**Goal**.
Copy each of the following lines exactly as they appear, covering all items.

◇ ◇ ◇ ◇ ◇ ◇ ◇

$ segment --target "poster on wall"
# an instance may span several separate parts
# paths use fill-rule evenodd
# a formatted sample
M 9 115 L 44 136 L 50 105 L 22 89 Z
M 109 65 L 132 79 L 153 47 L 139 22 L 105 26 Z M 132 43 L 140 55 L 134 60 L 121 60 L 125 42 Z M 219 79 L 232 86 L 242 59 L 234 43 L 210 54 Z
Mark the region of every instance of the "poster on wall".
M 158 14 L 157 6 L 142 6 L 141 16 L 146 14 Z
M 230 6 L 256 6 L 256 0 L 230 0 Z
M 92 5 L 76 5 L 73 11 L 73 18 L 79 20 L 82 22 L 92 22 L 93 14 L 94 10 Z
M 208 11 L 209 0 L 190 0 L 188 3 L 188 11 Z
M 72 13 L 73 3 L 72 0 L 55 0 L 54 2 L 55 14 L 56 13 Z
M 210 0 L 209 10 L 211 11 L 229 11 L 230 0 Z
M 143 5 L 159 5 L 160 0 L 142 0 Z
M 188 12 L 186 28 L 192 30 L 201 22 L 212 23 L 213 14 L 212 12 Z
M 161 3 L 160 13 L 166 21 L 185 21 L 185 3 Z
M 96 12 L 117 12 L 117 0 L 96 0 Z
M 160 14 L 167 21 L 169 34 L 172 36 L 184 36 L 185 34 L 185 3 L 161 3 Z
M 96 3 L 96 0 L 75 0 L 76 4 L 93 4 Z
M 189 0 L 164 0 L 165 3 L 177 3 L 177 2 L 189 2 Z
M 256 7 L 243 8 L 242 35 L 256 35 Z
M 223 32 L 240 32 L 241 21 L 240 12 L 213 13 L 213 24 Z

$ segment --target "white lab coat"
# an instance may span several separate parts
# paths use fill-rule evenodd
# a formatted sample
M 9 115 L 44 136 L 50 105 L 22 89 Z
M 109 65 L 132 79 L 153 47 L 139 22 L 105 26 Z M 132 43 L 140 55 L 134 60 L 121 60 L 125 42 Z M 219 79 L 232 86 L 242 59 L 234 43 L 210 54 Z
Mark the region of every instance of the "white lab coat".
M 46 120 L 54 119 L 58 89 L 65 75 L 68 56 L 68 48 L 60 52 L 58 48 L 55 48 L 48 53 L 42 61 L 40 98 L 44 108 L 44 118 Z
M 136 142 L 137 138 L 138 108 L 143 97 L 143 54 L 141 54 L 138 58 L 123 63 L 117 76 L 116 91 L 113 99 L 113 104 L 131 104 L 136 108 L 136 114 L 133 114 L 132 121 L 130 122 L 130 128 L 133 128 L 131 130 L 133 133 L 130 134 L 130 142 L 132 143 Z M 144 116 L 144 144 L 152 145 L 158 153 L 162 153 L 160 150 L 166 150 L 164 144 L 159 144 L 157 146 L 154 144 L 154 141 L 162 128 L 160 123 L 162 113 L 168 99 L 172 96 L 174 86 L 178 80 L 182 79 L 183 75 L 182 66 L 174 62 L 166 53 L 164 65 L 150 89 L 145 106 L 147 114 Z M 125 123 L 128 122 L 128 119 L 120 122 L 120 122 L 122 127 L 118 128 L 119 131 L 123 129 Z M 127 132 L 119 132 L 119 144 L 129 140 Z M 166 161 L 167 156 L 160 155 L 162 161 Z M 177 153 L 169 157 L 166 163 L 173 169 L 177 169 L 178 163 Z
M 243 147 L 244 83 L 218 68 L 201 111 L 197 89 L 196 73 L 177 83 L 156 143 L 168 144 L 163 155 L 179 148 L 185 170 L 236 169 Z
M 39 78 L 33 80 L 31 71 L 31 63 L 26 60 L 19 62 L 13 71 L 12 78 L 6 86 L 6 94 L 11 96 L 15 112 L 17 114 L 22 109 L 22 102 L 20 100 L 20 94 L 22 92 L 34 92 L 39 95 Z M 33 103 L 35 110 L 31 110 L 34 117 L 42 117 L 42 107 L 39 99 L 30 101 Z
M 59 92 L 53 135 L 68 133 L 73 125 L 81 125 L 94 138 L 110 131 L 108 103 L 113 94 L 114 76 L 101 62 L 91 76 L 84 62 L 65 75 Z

◇ ◇ ◇ ◇ ◇ ◇ ◇

**Exercise solution**.
$ segment --target "poster on wall"
# an instance may span several separate parts
# paths use fill-rule evenodd
# a formatted sample
M 9 115 L 44 136 L 50 105 L 22 89 Z
M 109 65 L 132 79 L 153 47 L 139 22 L 105 26 Z M 132 43 L 140 55 L 134 60 L 121 60 L 125 42 Z M 219 79 L 232 86 L 242 59 L 234 43 L 210 54 Z
Mark the region of every instance of the "poster on wall".
M 158 14 L 157 6 L 142 6 L 141 16 L 146 14 Z
M 230 6 L 256 6 L 256 0 L 230 0 Z
M 92 5 L 76 5 L 73 11 L 73 18 L 79 20 L 82 22 L 92 22 L 93 14 L 94 10 Z
M 208 11 L 209 0 L 190 0 L 188 3 L 188 11 Z
M 72 13 L 73 3 L 72 0 L 55 0 L 54 2 L 55 14 L 56 13 Z
M 210 0 L 209 10 L 211 11 L 229 11 L 230 0 Z
M 143 5 L 159 5 L 160 0 L 142 0 Z
M 188 12 L 186 28 L 192 30 L 201 22 L 212 23 L 213 14 L 212 12 Z
M 161 3 L 160 13 L 166 21 L 185 21 L 185 3 Z
M 96 12 L 117 12 L 117 0 L 96 0 Z
M 160 14 L 167 21 L 169 34 L 172 36 L 184 36 L 185 34 L 185 3 L 161 3 Z
M 96 3 L 96 0 L 75 0 L 76 4 L 93 4 Z
M 189 0 L 164 0 L 165 3 L 177 3 L 177 2 L 189 2 Z
M 256 7 L 243 8 L 242 35 L 256 35 Z
M 223 32 L 240 32 L 241 21 L 240 12 L 213 13 L 213 24 Z

$ segment --target "white lab coat"
# an instance may span several separate parts
# paths use fill-rule evenodd
# a formatted sample
M 9 115 L 44 136 L 50 105 L 22 89 Z
M 109 65 L 132 79 L 153 47 L 139 22 L 105 26 Z M 132 43 L 140 55 L 134 60 L 121 60 L 125 42 Z M 219 79 L 232 86 L 242 59 L 234 43 L 210 54 Z
Mark the region of every instance of the "white lab coat".
M 46 120 L 54 119 L 58 89 L 65 75 L 68 56 L 68 48 L 60 52 L 58 48 L 55 48 L 48 53 L 42 61 L 40 98 L 44 108 L 44 118 Z
M 136 142 L 137 138 L 138 108 L 143 97 L 143 54 L 141 54 L 138 58 L 123 63 L 117 76 L 116 91 L 113 99 L 113 104 L 131 104 L 136 108 L 136 114 L 133 114 L 132 121 L 130 122 L 130 128 L 133 128 L 131 130 L 133 133 L 130 134 L 130 142 L 132 143 Z M 144 116 L 144 144 L 152 145 L 158 153 L 162 153 L 160 150 L 166 150 L 164 144 L 159 144 L 157 146 L 154 144 L 154 141 L 162 128 L 160 123 L 162 113 L 168 99 L 172 96 L 174 86 L 178 80 L 182 79 L 183 75 L 182 66 L 174 62 L 166 53 L 164 65 L 150 89 L 145 106 L 147 114 Z M 125 123 L 128 122 L 128 119 L 120 122 L 120 122 L 122 127 L 118 128 L 119 131 L 123 129 Z M 127 132 L 119 132 L 119 144 L 129 140 Z M 166 161 L 167 156 L 160 155 L 162 161 Z M 177 153 L 169 157 L 166 163 L 173 169 L 177 169 L 178 163 Z
M 243 147 L 244 83 L 218 68 L 201 111 L 197 89 L 196 73 L 177 83 L 156 143 L 168 144 L 163 155 L 179 148 L 185 170 L 236 169 Z
M 39 78 L 33 80 L 31 71 L 31 63 L 26 60 L 19 62 L 13 71 L 12 78 L 6 86 L 6 94 L 11 96 L 15 112 L 17 114 L 22 109 L 22 102 L 20 100 L 20 94 L 22 92 L 34 92 L 39 95 Z M 33 103 L 35 110 L 31 110 L 34 117 L 42 117 L 42 107 L 39 99 L 30 101 Z
M 59 92 L 53 135 L 68 133 L 73 125 L 81 125 L 94 138 L 110 131 L 108 103 L 113 94 L 114 76 L 101 62 L 91 76 L 84 62 L 65 75 Z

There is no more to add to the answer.